任务要求:
下面这篇讲简单并行计算方法的文章在最后一行之后就没有了，你能接着往下写吗？

文本节选:
········
简单并行计算技术方法研究

这篇文章主要写给我们这些非计算机专业的又要写程序、实现算法的人，有的连多线程都不会，所以这里就说些不需要大篇幅修改程序就可以简单实现的并行计算。

这边把并行计算分为2类，基于CPU的多线程处理、基于异构架构的并行计算（如GPU等）。基于CPU的主要有：OpenMP、TBB、PPL、Parallel、IPP等，基于异构的并行计算主要有OpenCL、CUDA、AMP等。以上我也没有全部使用过，这里只介绍部分，以后用了再补充吧。

名称解释
线程锁，是指如果线程没有抢到线程锁，那么线程就会被阻塞，线程所在的CPU会发生进程调度，选择其他进程执行。
并行计算（Parallel Computing）,是指同时使用多种计算资源解决计算问题的过程，是提高计算机系统计算速度和处理能力的一种有效手段。

OpenMP

使用条件：语言 C/C++、Fortran，编译器 Sun Studio、Intel Compiler、Microsoft Visual Studio、GCC（但不仅限于），这里只介绍了对for循环的优化

使用要点：

开启编译器OpenMP开关：如VS，点击工程的Properties，弹出菜单里，点击 Configuration Properties->C/C++->Language->OpenMP Support，在下拉菜单里选择Yes。

应用头文件：#include <omp.h>

加入并行计算：在for循环前面加上#pragma omp parallel for

线程锁：#pragma omp critical{…}
完整例程：

#include <iostream>
#include <omp.h>
int main()
········
数据部分:
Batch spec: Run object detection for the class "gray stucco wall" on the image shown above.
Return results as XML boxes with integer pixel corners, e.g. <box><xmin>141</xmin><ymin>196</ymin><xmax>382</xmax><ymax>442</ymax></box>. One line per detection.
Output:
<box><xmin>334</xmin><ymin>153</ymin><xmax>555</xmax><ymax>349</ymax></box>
········
输出结果:
{
    int sum = 0;
    int a[10] = {1,2,3,4,5,6,7,8,9,10};
    int coreNum = omp_get_num_procs();//获得处理器个数
    int* sumArray = new int[coreNum];//对应处理器个数，先生成一个数组
    for (int i=0;i<coreNum;i++)//将数组各元素初始化为0
        sumArray[i] = 0;
#pragma omp parallel for
    for (int i=0;i<10;i++)
    {
        int k = omp_get_thread_num();//获得每个线程的ID
        sumArray[k] = sumArray[k]+a[i];
    }
    for (int i = 0;i<coreNum;i++)
        sum = sum + sumArray[i];
    std::cout<<"sum: "<<sum<<std::endl;
    return 0;
}

注意：
对于for循环的优化，其本质是每个核分段处理，例如 for (int i=0;i<40;i++) 而CPU有4个核心，这CPU0 处理i=0~9,CPU2处理1=10-19…以此类推，所以在每次循环有前后影响时应注意不要使用并行处理。
延伸阅读：
openMP的一点使用经验 - yangyangcv - 博客园.html
http://www.cnblogs.com/yangyangcv/archive/2012/03/23/2413335.html
OpenMP创建线程中的锁及原子操作性能比较
http://blog.csdn.net/drzhouweiming/article/details/1689853

Parallel

使用条件：.NET Framework 4以上

使用要点：
添加命名空间：using System.Threading.Tasks
使用一下方法代替for、foreach：
Parallel.For(int fromInclusive,int toExclusive,Action<int, ParallelLoopState> body)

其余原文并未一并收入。